-- Start --

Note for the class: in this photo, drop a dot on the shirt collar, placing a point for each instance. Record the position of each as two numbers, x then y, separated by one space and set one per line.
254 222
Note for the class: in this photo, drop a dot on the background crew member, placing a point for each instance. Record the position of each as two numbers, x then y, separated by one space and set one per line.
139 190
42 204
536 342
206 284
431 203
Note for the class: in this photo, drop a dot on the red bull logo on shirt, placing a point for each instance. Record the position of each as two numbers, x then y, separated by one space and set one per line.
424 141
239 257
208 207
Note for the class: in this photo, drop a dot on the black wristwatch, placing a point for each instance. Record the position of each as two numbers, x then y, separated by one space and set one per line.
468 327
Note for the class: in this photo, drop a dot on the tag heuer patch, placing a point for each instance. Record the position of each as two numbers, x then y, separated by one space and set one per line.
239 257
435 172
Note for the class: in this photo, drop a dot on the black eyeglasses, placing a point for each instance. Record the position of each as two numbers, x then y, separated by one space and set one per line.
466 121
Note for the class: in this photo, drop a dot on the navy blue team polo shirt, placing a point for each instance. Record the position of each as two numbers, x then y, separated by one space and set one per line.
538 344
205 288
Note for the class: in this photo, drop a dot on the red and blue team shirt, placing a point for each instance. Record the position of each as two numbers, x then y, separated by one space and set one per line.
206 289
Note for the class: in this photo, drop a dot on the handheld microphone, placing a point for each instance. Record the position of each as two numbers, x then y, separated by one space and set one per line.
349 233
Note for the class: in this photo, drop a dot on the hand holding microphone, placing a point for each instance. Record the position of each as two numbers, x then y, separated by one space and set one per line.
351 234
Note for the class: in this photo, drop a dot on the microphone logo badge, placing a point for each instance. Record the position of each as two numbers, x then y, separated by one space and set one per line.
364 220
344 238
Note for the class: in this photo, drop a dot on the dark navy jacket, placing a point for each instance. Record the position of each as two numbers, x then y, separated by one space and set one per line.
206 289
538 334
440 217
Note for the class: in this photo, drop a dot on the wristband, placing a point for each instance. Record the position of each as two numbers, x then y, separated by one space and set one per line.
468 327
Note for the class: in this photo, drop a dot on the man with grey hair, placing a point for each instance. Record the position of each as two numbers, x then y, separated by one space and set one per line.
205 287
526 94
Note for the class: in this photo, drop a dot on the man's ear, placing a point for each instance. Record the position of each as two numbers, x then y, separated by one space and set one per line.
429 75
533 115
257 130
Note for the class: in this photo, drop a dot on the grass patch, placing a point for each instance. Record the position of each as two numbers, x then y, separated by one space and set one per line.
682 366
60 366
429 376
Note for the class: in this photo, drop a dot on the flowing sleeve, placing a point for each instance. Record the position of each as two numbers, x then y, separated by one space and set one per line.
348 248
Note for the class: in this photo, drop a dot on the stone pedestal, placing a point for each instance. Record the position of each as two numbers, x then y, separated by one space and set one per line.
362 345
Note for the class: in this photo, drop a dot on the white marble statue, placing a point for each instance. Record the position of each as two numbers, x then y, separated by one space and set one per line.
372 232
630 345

-- End --

(What is being asked)
Your task is to output exactly the lines running from the one with "on the flowing" through the final line of the material above, with both ends included.

(Exercise solution)
Note for the class: in this photo, drop a dot on the flowing sleeve, placing a point for each instance. Record the position of each as two numbers, x then y, separated by one space and set one per line.
348 248
Note for the class: in this photo, drop a dot on the stone pedestal, placing a point for each instance. Record the position of each as two numbers, x then y, separated by one space and set one per line.
362 345
Note for the class: in this photo, drop a dot on the white marble statue, placing a point for each instance. Record the position of each as two numbers, x then y, separated by one space and set one per line.
372 232
630 345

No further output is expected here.